> **PAGE**:
##############################

Tom Bogaert--International Humanitarian, Activist, Artist
I received an email over a year ago that I was intrigued by, but didn't quite believe was real. Tom Bogaert, a then Cairo-based visual artist, asked to use an article that I had written for Revive Music on Sun Ra for an multimedia installation in Egypt on the iconic jazz composer, bandleader, and musician who had a mysterious and poorly recorded transformation in Egypt, and Tom wanted to uncover it. As I watched the Sun Ra project progress, as Tom was making headway into connecting with music historians and former Sun Ra band members--deepening his research, I also deepened my research of Tom's work. I was fascinated to find out that his original career was in international refugee law, and that he only exhibited his first solo show in NYC at the Elizabeth Foundation Studio Center in 2008. I wanted to understand how someone could transition so boldly from law to art, and actually bring his passion for humanitarianism and geopolitics from a legal context into the visual realm. His interview below is a reminder that what propels and fuels you is what you believe in, and the most natural way that your message is communicated from you--even if to onlookers--the connections may seem disparate.
Where are you from, and where did you spend your formative years?
I grew up in a family of cigar makers in a small town near Bruges, Belgium. I had a happy life there but I knew that I needed to do other things, that I had to leave. After high school I halfheartedly toyed with the idea of applying for film school but my mother disapproved and told me to get a 'real' diploma first. I settled with law school: no more mathematics and the university was in a real city. The fact that the cool uncle in the family was a lawyer also played a role. But to be honest I had absolutely no clue.
You were a refugee lawyer for several years for the UN. How did you initially become interested in these issues, and how did you decide to affect change in that way?
When I graduated from law school, Belgium still had mandatory military service for all able-bodied male citizens. I was deemed able-bodied but I really didn't want to go the army. So I applied for the status of consciences objector. I had to write a letter to the mayor of my hometown explaining my objections – the horror. I can't remember the exact words I used but my letter was based on a template given to me by an Anti War organization. My request was approved, and I did two years of Alternative Civilian Service in a center for asylum seekers in Brussels. After that I was employed by the Belgian Government Refugee Agency and later I worked for the United Nations in the Democratic Republic of Congo, Burundi, Cambodia and Thailand. Upon my return to Belgium I was appointed Refugee Coordinator for Amnesty International. By then I had become an activist; absolutely dedicated to the struggle against human rights violations across the globe.
How was the transition for you--from the analytical field of law--to the conceptual field of becoming a visual artist?
As far as I can remember I have always made art and after participating in a few exhibitions while still working for Amnesty, the idea of giving up my day job and spending more time making art became stuck in my head. It was time for change. I also wanted to start channeling my experience as a human rights activist more into my practice as an artist and at the same time I felt I needed more distance from the seriousness of my activism and subject matter. So I guess the usual mixture of push- and pull factors. I officially stopped practicing law in 2004 when I was selected to participate in the Elizabeth Foundation Studio Center program in New York City. I moved with my family to the US, started working with 'Jack the Pelican Presents' gallery in Brooklyn and since then I've been fortunate enough to be able to work full time as an artist.
When did you decide that you were an artist?

##############################

> **INFORMATION SHOWN**:

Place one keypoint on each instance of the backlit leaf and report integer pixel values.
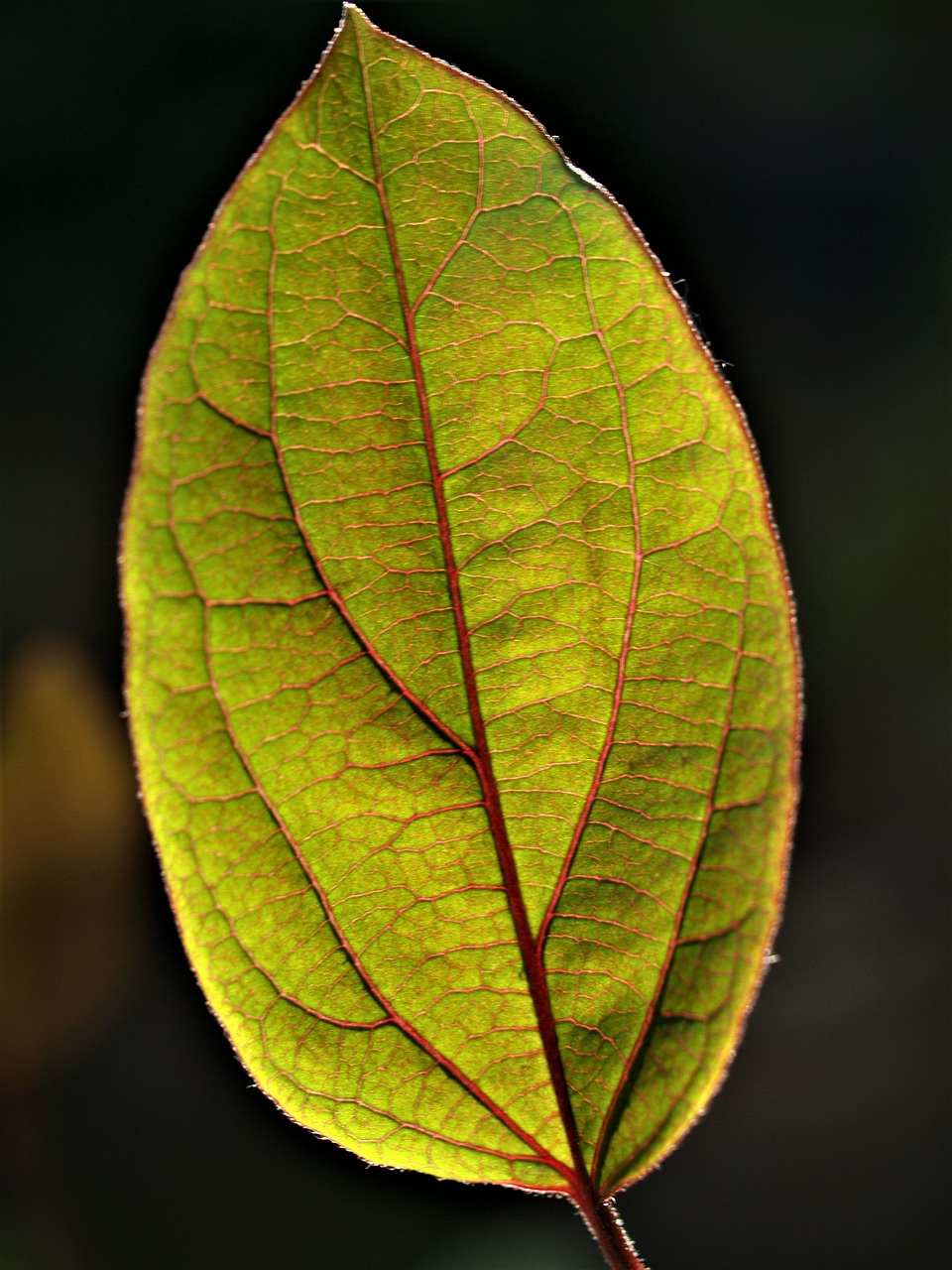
(461, 659)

##############################

> **INSTRUCTIONS**:
1. According to the interview, in what year did Tom Bogaert officially stop practicing law?
2. Reproduce the part of the interview starting with "As far as I" and going on through "as an artist.", word for word.
The material isn't needed for what comes next.

> **ANSWERS IN ORDER**:
1. 2004

2.
As far as I can remember I have always made art and after participating in a few exhibitions while still working for Amnesty, the idea of giving up my day job and spending more time making art became stuck in my head. It was time for change. I also wanted to start channeling my experience as a human rights activist more into my practice as an artist and at the same time I felt I needed more distance from the seriousness of my activism and subject matter. So I guess the usual mixture of push- and pull factors. I officially stopped practicing law in 2004 when I was selected to participate in the Elizabeth Foundation Studio Center program in New York City. I moved with my family to the US, started working with 'Jack the Pelican Presents' gallery in Brooklyn and since then I've been fortunate enough to be able to work full time as an artist.